*** PROVIDED RECORDS ***
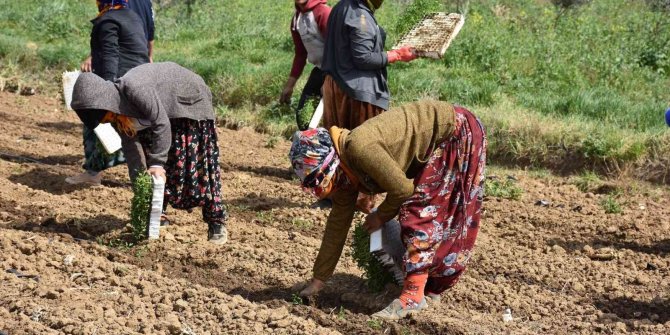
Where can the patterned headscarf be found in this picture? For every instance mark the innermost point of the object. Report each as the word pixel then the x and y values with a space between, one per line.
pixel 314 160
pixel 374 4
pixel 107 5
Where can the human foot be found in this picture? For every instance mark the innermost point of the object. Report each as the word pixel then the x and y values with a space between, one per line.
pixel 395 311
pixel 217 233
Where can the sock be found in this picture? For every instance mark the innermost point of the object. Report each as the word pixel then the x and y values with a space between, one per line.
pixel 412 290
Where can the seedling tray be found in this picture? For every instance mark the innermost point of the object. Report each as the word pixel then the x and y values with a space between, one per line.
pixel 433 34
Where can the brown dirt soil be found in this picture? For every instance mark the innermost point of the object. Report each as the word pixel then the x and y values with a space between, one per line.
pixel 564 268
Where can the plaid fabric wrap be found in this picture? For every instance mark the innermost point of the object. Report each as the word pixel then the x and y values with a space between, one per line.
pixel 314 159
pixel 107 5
*** End of PROVIDED RECORDS ***
*** PROVIDED RECORDS ***
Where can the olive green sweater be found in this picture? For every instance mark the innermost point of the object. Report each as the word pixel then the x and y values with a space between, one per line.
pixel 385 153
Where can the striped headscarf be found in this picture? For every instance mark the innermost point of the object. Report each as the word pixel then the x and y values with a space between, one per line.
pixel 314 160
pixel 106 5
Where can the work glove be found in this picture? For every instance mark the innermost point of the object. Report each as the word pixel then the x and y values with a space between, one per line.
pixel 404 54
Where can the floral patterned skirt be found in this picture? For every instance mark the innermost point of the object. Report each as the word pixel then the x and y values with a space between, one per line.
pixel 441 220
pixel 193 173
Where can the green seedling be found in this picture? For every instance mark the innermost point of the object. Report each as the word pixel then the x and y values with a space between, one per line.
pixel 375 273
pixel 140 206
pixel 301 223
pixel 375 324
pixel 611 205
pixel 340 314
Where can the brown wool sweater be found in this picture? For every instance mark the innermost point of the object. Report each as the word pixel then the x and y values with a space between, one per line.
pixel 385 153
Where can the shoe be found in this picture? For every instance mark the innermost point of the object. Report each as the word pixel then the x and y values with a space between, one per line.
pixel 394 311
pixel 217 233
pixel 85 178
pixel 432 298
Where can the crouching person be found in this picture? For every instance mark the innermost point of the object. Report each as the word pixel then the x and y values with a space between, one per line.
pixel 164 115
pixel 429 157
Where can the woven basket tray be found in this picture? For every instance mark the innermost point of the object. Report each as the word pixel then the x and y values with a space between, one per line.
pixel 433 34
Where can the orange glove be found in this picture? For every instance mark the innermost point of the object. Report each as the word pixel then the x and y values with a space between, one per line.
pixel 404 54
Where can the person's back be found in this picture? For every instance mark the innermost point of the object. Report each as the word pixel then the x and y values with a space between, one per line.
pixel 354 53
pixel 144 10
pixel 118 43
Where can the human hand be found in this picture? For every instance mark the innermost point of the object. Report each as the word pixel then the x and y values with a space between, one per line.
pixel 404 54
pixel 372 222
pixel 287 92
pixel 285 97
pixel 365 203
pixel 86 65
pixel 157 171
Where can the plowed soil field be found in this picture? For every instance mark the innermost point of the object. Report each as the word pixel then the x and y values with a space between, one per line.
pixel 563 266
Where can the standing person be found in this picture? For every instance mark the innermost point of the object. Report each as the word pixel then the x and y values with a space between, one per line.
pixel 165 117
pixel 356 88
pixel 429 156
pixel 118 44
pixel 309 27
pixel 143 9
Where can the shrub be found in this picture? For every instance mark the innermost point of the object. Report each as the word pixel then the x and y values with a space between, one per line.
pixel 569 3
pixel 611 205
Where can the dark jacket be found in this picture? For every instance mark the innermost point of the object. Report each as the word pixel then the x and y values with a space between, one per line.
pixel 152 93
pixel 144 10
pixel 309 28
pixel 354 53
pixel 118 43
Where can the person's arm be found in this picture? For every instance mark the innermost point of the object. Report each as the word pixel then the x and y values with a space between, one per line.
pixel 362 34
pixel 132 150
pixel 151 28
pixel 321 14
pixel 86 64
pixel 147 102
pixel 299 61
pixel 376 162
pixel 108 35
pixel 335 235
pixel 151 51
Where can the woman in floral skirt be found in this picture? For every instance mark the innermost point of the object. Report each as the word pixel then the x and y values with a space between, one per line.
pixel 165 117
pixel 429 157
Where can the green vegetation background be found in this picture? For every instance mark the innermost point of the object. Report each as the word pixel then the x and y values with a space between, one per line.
*** End of PROVIDED RECORDS ***
• YOUR ASSIGNMENT: Reprint exactly the lines above that start at the one with "Where can the woman" and end at the one with "Where can the green vegetation", keeping both and adding none.

• ANSWER BOX:
Where can the woman in floral skirt be found in this picture? For every instance mark the innermost point of the object. Report each as the word pixel then the x and y values with a space between, one per line.
pixel 165 117
pixel 429 157
Where can the green vegetation background be found in this picture? For every instance mark the innermost point of the object. Report each as the word pixel then the x and y values with a space between, one per line.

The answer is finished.